* begin *

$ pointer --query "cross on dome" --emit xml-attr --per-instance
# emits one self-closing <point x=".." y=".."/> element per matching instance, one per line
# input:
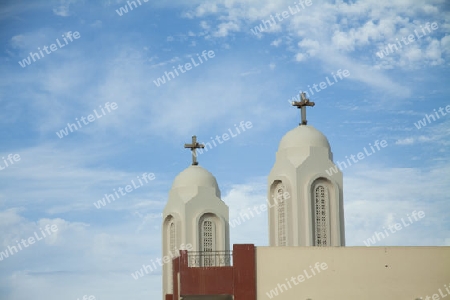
<point x="194" y="146"/>
<point x="302" y="105"/>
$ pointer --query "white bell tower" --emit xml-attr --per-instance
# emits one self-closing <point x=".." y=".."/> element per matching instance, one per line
<point x="194" y="217"/>
<point x="306" y="203"/>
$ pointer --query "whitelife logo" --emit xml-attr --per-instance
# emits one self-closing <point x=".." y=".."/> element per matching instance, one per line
<point x="49" y="229"/>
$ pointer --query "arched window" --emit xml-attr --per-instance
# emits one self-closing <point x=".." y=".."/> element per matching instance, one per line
<point x="281" y="215"/>
<point x="207" y="240"/>
<point x="172" y="239"/>
<point x="321" y="216"/>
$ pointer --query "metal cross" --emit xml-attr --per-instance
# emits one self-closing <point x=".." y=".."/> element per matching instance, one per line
<point x="193" y="148"/>
<point x="302" y="105"/>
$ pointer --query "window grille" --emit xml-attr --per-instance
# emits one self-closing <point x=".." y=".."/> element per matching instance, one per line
<point x="321" y="216"/>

* end *

Reproduce the material in its entirety and word for word, without the pictures.

- [Exercise response]
$ pointer --query "cross on dome" --emit xml-attr --per-instance
# emits one self-closing <point x=".." y=".."/> element per matching instance, one per line
# input:
<point x="194" y="146"/>
<point x="302" y="105"/>
$ pointer --query "white bell tower" --emit xml-attr --per-instance
# emits one self-closing <point x=".." y=".."/> element per matching instance, one per line
<point x="194" y="217"/>
<point x="306" y="203"/>
$ pointer --query "whitelife logo" --emit xml-attr --per-instance
# emits one self-closing <point x=".." y=".."/> element per matching instance, one per line
<point x="49" y="229"/>
$ pointer --query "arched window" --emit xml-attr --per-instance
# emits one self-closing <point x=".." y=".."/> element per matching instance, one per line
<point x="281" y="215"/>
<point x="207" y="240"/>
<point x="172" y="239"/>
<point x="321" y="216"/>
$ pointer --query "metal cross" --emit xml-attr --per-instance
# emits one self-closing <point x=".." y=".."/> element per matching instance, one per line
<point x="193" y="148"/>
<point x="302" y="105"/>
$ pointer --query "window grille" --emit xml-attr --per-instance
# emits one self-closing <point x=".." y=".."/> element per matching instance, one per line
<point x="321" y="216"/>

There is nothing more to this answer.